Entries from a dataset

------------------------------------

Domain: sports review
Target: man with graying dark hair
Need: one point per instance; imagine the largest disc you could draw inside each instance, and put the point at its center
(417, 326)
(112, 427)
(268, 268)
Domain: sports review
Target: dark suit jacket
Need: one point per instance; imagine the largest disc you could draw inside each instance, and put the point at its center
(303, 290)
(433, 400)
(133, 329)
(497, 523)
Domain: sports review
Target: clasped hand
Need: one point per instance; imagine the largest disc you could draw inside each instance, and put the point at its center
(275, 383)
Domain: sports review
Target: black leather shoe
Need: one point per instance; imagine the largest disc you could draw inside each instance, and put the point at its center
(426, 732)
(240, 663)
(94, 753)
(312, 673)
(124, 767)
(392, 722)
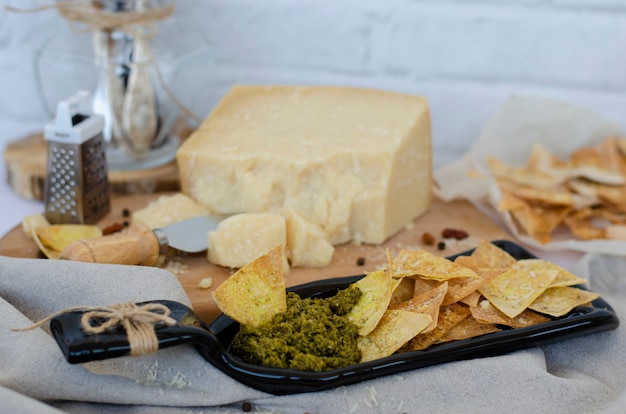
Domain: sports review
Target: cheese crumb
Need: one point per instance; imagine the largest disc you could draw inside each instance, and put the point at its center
(206, 283)
(177, 268)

------------------------------------

Write out every one of the lines above word for word, omitting the pictures from your answer.

Domain: sports review
Target: man with graying dark hair
Need: one point per instance; imagine the largest disc you could draw inside each instance, and put the point at its center
(417, 326)
(112, 427)
(268, 268)
Domain: sports review
Target: dark suit jacket
Need: one point per instance; imagine the largest disc you could draw inside each instance, and put the point at its center
(303, 290)
(433, 400)
(133, 329)
(497, 523)
Domain: sports review
Target: clasped hand
Need: one point per instance; imagine the largest disc you could draw inside each instance, and put the point at its center
(275, 383)
Domain: sports review
Target: black leather shoe
Need: one point per instance; imagine the largest disc you could draw inside each instance, and put the point at its center
(426, 732)
(240, 663)
(94, 753)
(312, 673)
(124, 767)
(392, 722)
Domain: sports review
Target: cheese crumb
Need: one point per instance; imagine the largest disc you could draw inside each instance, and put the point at its center
(206, 283)
(177, 268)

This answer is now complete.